The earliest extant table of regulations for the said gardens contained, inter alia, the following rules:—“II. No proprietor shall lend or transfer his keys to non-proprietors upon any account, except to his tenants. IV. Proprietors or tenants entitled to access to the garden, and members of their families, may introduce non-proprietors into the garden, but only when along with themselves, and no children belonging to schools in the Square shall be admitted unless boarded with a proprietor and tenant.” The table of regulations in which these two rules first appeared bore no date, but they were incorporated into the subsequent tables for 1843, 1845, and 1880.
It appeared from the minutes kept by the various committees of management that these regulations had always been strictly enforced, and especially the rule relating to the exclusion of children attending any school in the Square who were non-resident in any house having a right of access to the gardens. In particular, in the year 1835 a meeting of the proprietors having considered a letter by the Principal of the Ladies' Institution for the Southern District, which then occupied No. 55 George Square, “requesting permission to a certain extent for the scholars attending that institution to have access to the centre area,” agreed that permission could not be granted, the meeting thereby confirming the action of the committee who had previously refused admission to the scholars, as distinguished from the family of the Principal.
On 4th May 1882 application was made by the Governors of George Watson's Hospital to the Garden Committee for six keys for the gardens in respect of the house No. 5 purchased by the Governors in George Square, in order, as stated in the letter of application, “that the gardens may be used to a limited extent by the head-master and pupils.” The application was refused on the ground that the parties for whom the keys were asked were neither proprietors nor residenters in the Square.

» **Description of the task**
For each statement, say whether it agrees with the passage on the George Square gardens, answering yes or no and quoting the passage's deciding words: (a) The Ladies' Institution for the Southern District occupied No. 55 George Square. (b) The table in which the rules on keys and non-proprietors first appeared was dated 1843. (c) The 1882 request from the Governors of George Watson's Hospital for six keys was granted. You can skip the lines that come after this text.

[Data entries]
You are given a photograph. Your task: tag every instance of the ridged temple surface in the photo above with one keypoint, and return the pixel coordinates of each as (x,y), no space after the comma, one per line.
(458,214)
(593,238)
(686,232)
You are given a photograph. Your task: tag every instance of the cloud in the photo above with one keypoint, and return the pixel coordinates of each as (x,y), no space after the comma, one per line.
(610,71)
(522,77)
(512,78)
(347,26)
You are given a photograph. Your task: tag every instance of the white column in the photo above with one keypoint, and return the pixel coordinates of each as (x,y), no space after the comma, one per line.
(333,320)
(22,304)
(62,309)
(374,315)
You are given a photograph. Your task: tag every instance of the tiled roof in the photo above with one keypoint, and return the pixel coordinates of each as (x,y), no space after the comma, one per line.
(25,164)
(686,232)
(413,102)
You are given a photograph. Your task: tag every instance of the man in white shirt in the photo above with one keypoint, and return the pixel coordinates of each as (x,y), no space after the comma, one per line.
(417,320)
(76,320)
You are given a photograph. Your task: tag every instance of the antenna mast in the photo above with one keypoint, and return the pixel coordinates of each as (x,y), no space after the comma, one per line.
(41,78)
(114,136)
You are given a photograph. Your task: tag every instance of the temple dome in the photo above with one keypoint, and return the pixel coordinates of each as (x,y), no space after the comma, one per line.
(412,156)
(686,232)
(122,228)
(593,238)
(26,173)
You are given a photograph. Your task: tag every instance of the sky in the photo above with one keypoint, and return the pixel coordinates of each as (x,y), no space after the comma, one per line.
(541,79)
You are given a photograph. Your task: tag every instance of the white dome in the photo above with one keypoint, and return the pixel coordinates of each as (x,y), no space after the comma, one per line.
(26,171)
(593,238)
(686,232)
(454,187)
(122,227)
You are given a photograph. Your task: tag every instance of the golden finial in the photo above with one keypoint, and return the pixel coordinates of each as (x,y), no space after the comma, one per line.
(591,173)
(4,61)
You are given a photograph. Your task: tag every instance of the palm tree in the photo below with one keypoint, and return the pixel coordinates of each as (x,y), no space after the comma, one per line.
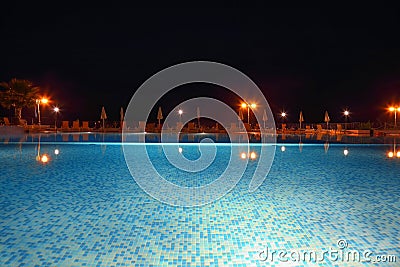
(18,94)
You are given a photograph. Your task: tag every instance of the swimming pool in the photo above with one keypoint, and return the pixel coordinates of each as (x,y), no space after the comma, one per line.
(81,207)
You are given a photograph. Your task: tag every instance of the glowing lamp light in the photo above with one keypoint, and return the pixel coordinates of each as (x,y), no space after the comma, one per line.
(45,158)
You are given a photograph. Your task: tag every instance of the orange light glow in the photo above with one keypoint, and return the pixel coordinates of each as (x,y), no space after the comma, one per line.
(44,158)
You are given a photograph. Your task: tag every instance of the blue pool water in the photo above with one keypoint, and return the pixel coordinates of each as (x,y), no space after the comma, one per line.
(83,208)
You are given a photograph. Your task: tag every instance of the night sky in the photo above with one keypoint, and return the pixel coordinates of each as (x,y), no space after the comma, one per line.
(302,59)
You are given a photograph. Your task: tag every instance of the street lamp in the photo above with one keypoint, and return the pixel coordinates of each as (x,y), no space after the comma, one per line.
(56,110)
(283,116)
(38,102)
(346,114)
(180,111)
(395,110)
(248,106)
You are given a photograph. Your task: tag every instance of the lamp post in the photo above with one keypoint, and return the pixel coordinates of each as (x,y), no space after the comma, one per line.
(56,110)
(38,102)
(248,106)
(346,114)
(283,116)
(395,110)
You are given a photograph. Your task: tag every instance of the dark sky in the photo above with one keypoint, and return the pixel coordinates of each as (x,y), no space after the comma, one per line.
(308,59)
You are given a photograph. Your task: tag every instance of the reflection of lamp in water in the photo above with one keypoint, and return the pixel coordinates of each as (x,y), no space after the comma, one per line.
(394,153)
(45,158)
(180,112)
(252,155)
(326,146)
(346,114)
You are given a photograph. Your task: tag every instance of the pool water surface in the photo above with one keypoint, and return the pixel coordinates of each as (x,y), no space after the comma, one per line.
(82,207)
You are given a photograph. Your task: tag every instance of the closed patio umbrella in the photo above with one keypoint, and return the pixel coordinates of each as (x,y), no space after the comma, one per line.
(159,116)
(121,116)
(265,117)
(327,119)
(301,118)
(198,116)
(103,115)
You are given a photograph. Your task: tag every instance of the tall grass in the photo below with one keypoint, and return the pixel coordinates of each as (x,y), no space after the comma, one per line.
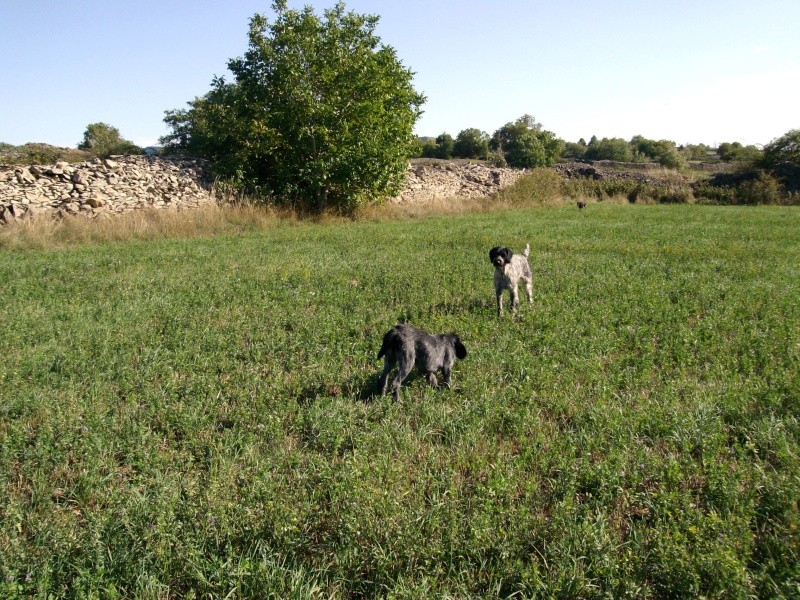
(195,417)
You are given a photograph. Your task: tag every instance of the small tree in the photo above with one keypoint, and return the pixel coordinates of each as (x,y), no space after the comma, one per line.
(664,152)
(320,113)
(525,144)
(609,149)
(472,143)
(736,152)
(785,149)
(444,146)
(103,140)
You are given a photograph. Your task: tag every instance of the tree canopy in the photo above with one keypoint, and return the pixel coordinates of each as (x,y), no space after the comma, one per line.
(525,144)
(319,112)
(101,139)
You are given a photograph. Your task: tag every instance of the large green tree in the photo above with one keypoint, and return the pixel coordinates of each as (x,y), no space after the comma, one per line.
(319,113)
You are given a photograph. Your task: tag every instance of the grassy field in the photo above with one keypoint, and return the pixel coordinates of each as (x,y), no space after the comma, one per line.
(196,418)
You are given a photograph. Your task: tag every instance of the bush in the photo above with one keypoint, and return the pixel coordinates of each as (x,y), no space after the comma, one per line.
(103,140)
(524,144)
(472,143)
(609,149)
(537,187)
(763,189)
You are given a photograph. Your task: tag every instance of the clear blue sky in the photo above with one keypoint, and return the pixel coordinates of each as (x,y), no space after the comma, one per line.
(690,71)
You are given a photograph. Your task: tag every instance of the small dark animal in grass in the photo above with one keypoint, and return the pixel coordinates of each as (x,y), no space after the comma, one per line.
(509,268)
(408,347)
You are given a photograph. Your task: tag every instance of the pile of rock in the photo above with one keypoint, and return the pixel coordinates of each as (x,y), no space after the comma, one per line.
(426,182)
(124,183)
(607,169)
(106,186)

» **Solved exercise**
(a) Yes: "which then occupied No. 55 George Square"
(b) No: "The table of regulations in which these two rules first appeared bore no date"
(c) No: "The application was refused"